**DIRECTIONS FOR THIS TASK**
Return the listing in full and exactly, but without a single picture.

**DATA SUPPLIED**
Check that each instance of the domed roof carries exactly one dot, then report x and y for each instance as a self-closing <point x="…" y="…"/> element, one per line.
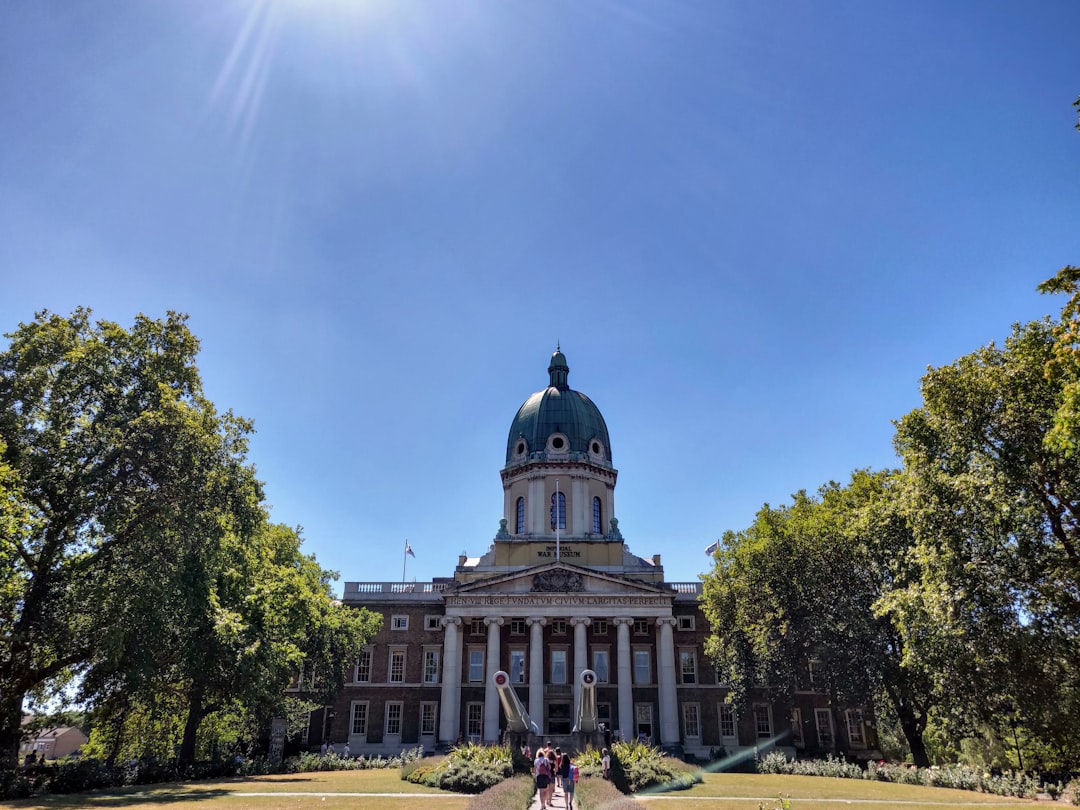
<point x="555" y="413"/>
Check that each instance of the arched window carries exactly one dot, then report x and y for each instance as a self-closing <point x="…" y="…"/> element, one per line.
<point x="557" y="511"/>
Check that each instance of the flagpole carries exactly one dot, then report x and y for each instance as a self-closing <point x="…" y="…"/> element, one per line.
<point x="558" y="516"/>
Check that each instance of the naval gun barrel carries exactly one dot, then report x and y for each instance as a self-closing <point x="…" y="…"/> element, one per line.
<point x="517" y="718"/>
<point x="585" y="720"/>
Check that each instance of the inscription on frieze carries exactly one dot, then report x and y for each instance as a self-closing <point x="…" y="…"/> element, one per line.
<point x="557" y="581"/>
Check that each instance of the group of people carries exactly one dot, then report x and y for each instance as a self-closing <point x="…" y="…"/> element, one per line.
<point x="552" y="770"/>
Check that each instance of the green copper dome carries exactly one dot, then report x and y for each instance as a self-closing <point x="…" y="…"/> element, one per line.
<point x="558" y="423"/>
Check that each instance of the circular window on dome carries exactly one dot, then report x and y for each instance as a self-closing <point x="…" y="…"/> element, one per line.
<point x="558" y="444"/>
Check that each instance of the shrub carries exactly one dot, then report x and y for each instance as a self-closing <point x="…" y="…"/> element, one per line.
<point x="511" y="794"/>
<point x="598" y="794"/>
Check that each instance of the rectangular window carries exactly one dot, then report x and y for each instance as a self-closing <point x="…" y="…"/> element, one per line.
<point x="428" y="719"/>
<point x="558" y="666"/>
<point x="360" y="719"/>
<point x="393" y="719"/>
<point x="728" y="728"/>
<point x="517" y="666"/>
<point x="797" y="738"/>
<point x="642" y="670"/>
<point x="604" y="714"/>
<point x="691" y="719"/>
<point x="476" y="665"/>
<point x="431" y="666"/>
<point x="763" y="720"/>
<point x="396" y="666"/>
<point x="474" y="720"/>
<point x="823" y="718"/>
<point x="601" y="666"/>
<point x="688" y="666"/>
<point x="363" y="673"/>
<point x="854" y="718"/>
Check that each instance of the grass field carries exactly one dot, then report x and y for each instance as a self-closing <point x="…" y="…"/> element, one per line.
<point x="339" y="790"/>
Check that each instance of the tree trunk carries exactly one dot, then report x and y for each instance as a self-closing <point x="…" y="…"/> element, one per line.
<point x="11" y="730"/>
<point x="913" y="726"/>
<point x="196" y="713"/>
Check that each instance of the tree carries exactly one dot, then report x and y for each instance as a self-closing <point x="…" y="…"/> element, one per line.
<point x="136" y="547"/>
<point x="1065" y="364"/>
<point x="807" y="581"/>
<point x="995" y="509"/>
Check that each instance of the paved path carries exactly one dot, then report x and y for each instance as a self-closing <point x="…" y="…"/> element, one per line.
<point x="557" y="802"/>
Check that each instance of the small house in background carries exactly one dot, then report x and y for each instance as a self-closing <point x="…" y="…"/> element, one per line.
<point x="52" y="743"/>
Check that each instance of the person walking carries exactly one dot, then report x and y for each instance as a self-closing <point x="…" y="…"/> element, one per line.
<point x="541" y="771"/>
<point x="570" y="782"/>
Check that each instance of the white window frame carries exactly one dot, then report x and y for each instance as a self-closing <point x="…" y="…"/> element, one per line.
<point x="639" y="677"/>
<point x="798" y="739"/>
<point x="726" y="716"/>
<point x="474" y="721"/>
<point x="763" y="712"/>
<point x="365" y="706"/>
<point x="432" y="709"/>
<point x="603" y="673"/>
<point x="819" y="714"/>
<point x="428" y="675"/>
<point x="365" y="657"/>
<point x="389" y="714"/>
<point x="853" y="717"/>
<point x="688" y="653"/>
<point x="475" y="658"/>
<point x="559" y="655"/>
<point x="523" y="674"/>
<point x="691" y="720"/>
<point x="396" y="652"/>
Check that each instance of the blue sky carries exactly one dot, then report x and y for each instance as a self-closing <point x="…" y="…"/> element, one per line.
<point x="752" y="226"/>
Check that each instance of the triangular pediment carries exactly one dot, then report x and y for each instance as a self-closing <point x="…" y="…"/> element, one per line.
<point x="558" y="578"/>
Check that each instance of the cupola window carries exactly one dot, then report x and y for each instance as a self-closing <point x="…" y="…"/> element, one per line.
<point x="557" y="511"/>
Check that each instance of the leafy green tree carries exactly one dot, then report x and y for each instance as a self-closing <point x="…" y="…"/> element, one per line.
<point x="136" y="550"/>
<point x="995" y="509"/>
<point x="1065" y="365"/>
<point x="807" y="581"/>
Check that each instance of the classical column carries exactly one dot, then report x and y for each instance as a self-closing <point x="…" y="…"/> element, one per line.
<point x="449" y="721"/>
<point x="665" y="677"/>
<point x="580" y="658"/>
<point x="490" y="696"/>
<point x="536" y="670"/>
<point x="624" y="673"/>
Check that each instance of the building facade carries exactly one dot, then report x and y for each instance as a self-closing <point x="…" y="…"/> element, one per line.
<point x="557" y="592"/>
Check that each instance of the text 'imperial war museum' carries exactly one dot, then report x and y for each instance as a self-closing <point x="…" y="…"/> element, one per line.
<point x="557" y="593"/>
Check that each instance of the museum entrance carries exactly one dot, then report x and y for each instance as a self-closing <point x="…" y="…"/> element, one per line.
<point x="558" y="718"/>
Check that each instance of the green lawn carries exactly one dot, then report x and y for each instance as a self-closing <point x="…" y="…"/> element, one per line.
<point x="741" y="791"/>
<point x="336" y="791"/>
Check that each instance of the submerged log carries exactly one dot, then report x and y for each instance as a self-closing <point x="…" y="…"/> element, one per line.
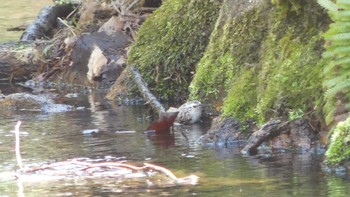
<point x="267" y="131"/>
<point x="147" y="95"/>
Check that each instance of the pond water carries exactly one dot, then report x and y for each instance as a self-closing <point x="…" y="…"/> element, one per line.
<point x="16" y="13"/>
<point x="48" y="138"/>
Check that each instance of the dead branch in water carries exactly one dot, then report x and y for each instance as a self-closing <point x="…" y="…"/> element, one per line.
<point x="80" y="167"/>
<point x="142" y="86"/>
<point x="18" y="151"/>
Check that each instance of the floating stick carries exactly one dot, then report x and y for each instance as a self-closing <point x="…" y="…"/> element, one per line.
<point x="18" y="152"/>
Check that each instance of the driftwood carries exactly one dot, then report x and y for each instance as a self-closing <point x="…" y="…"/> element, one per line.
<point x="84" y="168"/>
<point x="147" y="95"/>
<point x="267" y="131"/>
<point x="17" y="61"/>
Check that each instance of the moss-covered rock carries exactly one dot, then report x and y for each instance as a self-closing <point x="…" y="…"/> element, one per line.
<point x="265" y="60"/>
<point x="171" y="42"/>
<point x="339" y="147"/>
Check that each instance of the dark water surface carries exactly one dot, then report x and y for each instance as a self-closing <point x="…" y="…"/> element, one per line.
<point x="48" y="138"/>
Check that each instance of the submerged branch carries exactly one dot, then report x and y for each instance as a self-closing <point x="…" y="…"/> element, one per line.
<point x="18" y="152"/>
<point x="146" y="93"/>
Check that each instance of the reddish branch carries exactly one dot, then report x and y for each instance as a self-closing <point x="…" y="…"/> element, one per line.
<point x="84" y="166"/>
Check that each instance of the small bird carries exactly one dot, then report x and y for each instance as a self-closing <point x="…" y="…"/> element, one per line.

**RESULT FOR THIS TASK**
Check that each instance of the domed roof carries exactly one dot, then report x and y for each instance as a self-closing <point x="…" y="…"/> element, one per line.
<point x="555" y="413"/>
Check that each instance of the arched window carries exactly one dot, then report x and y for each instance as a self-closing <point x="…" y="…"/> element, one per line.
<point x="557" y="511"/>
Check that each instance of the flagpole carries exactly one dot, then report x and y for each instance as a self-closing <point x="…" y="…"/> element, one per line.
<point x="558" y="516"/>
Check that each instance of the naval gun barrel carries exactly one dot, then report x and y for each instance as a self-closing <point x="…" y="…"/> element, one per line.
<point x="517" y="718"/>
<point x="585" y="720"/>
Check that each instance of the inscription on frieze carries exactly one dot, then report x and y for each instance as a self-closing <point x="…" y="…"/> element, one per line.
<point x="557" y="581"/>
Check that each instance of the group of people carries exactly one dot, then report x and y for each instance as a self-closing <point x="…" y="…"/> element, one per line.
<point x="552" y="770"/>
Check that each instance of the green copper dome carries exactly one dot, then report x and y for each instance as a self-closing <point x="…" y="…"/> element, one per line.
<point x="558" y="423"/>
Check that each instance of the circular window on dome carries exactly one dot, then report x and y for each instance as a self-closing <point x="…" y="…"/> element, one per line.
<point x="558" y="444"/>
Check that each instance of the shrub carries exactly one dot, then report x and y for each instance as a self-closing <point x="…" y="…"/> element, one per line.
<point x="511" y="794"/>
<point x="598" y="794"/>
Check that each instance of the rectangular window carries exactly one dot, then report x and y for each instance as a self-closing <point x="…" y="…"/> element, one per line.
<point x="428" y="719"/>
<point x="558" y="666"/>
<point x="360" y="719"/>
<point x="393" y="719"/>
<point x="728" y="728"/>
<point x="517" y="666"/>
<point x="797" y="738"/>
<point x="642" y="670"/>
<point x="604" y="714"/>
<point x="691" y="719"/>
<point x="476" y="665"/>
<point x="431" y="666"/>
<point x="763" y="720"/>
<point x="396" y="666"/>
<point x="474" y="720"/>
<point x="823" y="718"/>
<point x="601" y="666"/>
<point x="688" y="666"/>
<point x="363" y="673"/>
<point x="854" y="718"/>
Check that each instance of the grass field carries exactly one dot, then report x and y for each instance as a self-closing <point x="…" y="…"/> element, one per line.
<point x="339" y="790"/>
Check that each instance of the tree trunk carries exactly one dot, then report x and y for each instance as a self-closing <point x="…" y="…"/> element, one per line.
<point x="11" y="730"/>
<point x="913" y="726"/>
<point x="196" y="713"/>
Check that each instance of the tree carries exactly one dot, then report x and y for each instance as a self-closing <point x="…" y="…"/> element, one per line.
<point x="136" y="547"/>
<point x="1065" y="364"/>
<point x="807" y="581"/>
<point x="995" y="509"/>
Check that each instance of the paved path carries exactly one dot, then report x and y for each instance as a self-closing <point x="…" y="…"/> element, one per line.
<point x="557" y="802"/>
Check that each instance of the small house in background carries exactly one dot, then report x and y for each instance as a self-closing <point x="…" y="…"/> element, one per line.
<point x="52" y="743"/>
Check that each instance of the person walking carries exactly one dot, then report x and y for each instance as a self-closing <point x="…" y="…"/> element, one per line.
<point x="541" y="771"/>
<point x="570" y="782"/>
Check that each instance of the white window frame carries exactly one dot, then report x and y for each instance as a self-closing <point x="…" y="…"/> element, one per line.
<point x="639" y="677"/>
<point x="798" y="739"/>
<point x="726" y="716"/>
<point x="474" y="721"/>
<point x="763" y="712"/>
<point x="365" y="706"/>
<point x="432" y="709"/>
<point x="603" y="673"/>
<point x="819" y="714"/>
<point x="428" y="675"/>
<point x="365" y="657"/>
<point x="389" y="714"/>
<point x="853" y="717"/>
<point x="688" y="653"/>
<point x="475" y="658"/>
<point x="559" y="655"/>
<point x="523" y="674"/>
<point x="691" y="720"/>
<point x="396" y="652"/>
Check that each instance of the blue sky carries exactly one dot, then report x and y for each instance as a self-closing <point x="…" y="…"/> element, one per line.
<point x="752" y="226"/>
Check that each instance of the triangular pediment carries exactly one dot, then report x and y for each instance as a self-closing <point x="…" y="…"/> element, one per line.
<point x="558" y="578"/>
Check that each instance of the cupola window carries exactly one dot, then report x and y for each instance as a self-closing <point x="…" y="…"/> element, one per line.
<point x="557" y="511"/>
Check that each instance of the leafy green tree carries exactly one dot, then report x and y for each instance as a self-closing <point x="…" y="…"/> element, one per line.
<point x="136" y="550"/>
<point x="995" y="509"/>
<point x="1065" y="365"/>
<point x="807" y="581"/>
Check that each instance of the classical column carries exactly one dot, then report x and y for each instance as a self-closing <point x="…" y="…"/> element, one per line.
<point x="449" y="721"/>
<point x="665" y="677"/>
<point x="580" y="658"/>
<point x="490" y="696"/>
<point x="536" y="670"/>
<point x="624" y="673"/>
Check that each instance of the building facade carries exactly one dot, then report x and y for each instance as a self-closing <point x="…" y="…"/> element, one per line.
<point x="557" y="592"/>
Check that each instance of the text 'imperial war museum' carries exactly one dot, then report x and y for each instance as a self-closing <point x="…" y="…"/> element, one per line.
<point x="557" y="593"/>
Check that each instance of the museum entrance carries exactly one dot, then report x and y for each instance as a self-closing <point x="…" y="…"/> element, one per line.
<point x="558" y="718"/>
Check that each instance of the green lawn carries exactly one dot, then report x and y for each instance as a self-closing <point x="…" y="…"/> element, one per line.
<point x="741" y="791"/>
<point x="336" y="791"/>
Check that each instance of the submerged log carries exactly one dot, then report x and y for each instance as a self-closing <point x="…" y="…"/> element, one per line.
<point x="267" y="131"/>
<point x="147" y="95"/>
Check that each instance of the pond water carries exactly one dot, then report x and y for each instance as a self-closing <point x="…" y="…"/> element, one per line.
<point x="16" y="13"/>
<point x="48" y="138"/>
Check that each instance of the dead branch in water carries exactly one dot, then report x and y for each instance as a self-closing <point x="…" y="…"/> element, one per line.
<point x="80" y="167"/>
<point x="142" y="86"/>
<point x="18" y="151"/>
Check that each instance of the floating stick carries exactly one dot, then report x and y for each instance as a self-closing <point x="…" y="…"/> element, one per line.
<point x="18" y="152"/>
Check that each instance of the driftwood carries exactly one dot, then report x and y for each instance as a self-closing <point x="…" y="…"/> element, one per line.
<point x="84" y="168"/>
<point x="147" y="95"/>
<point x="267" y="131"/>
<point x="17" y="61"/>
Check that each instance of the moss-covered rock carries exactly one dot, then report x and y for each instance as a self-closing <point x="…" y="…"/> element, one per line.
<point x="265" y="60"/>
<point x="171" y="42"/>
<point x="339" y="147"/>
Check that each instance of the dark water surface carries exactly one dot, then report x and y for each instance as a self-closing <point x="…" y="…"/> element, one per line.
<point x="48" y="138"/>
Check that each instance of the submerged branch carries exactly one dot, then report x and y for each instance as a self-closing <point x="…" y="…"/> element, one per line.
<point x="18" y="152"/>
<point x="146" y="93"/>
Check that each instance of the reddish branch carries exactly one dot, then report x and y for each instance as a self-closing <point x="…" y="…"/> element, one per line.
<point x="84" y="166"/>
Check that each instance of the small bird carries exactly one dot, then report x and y for each instance as a self-closing <point x="…" y="…"/> element, one per line.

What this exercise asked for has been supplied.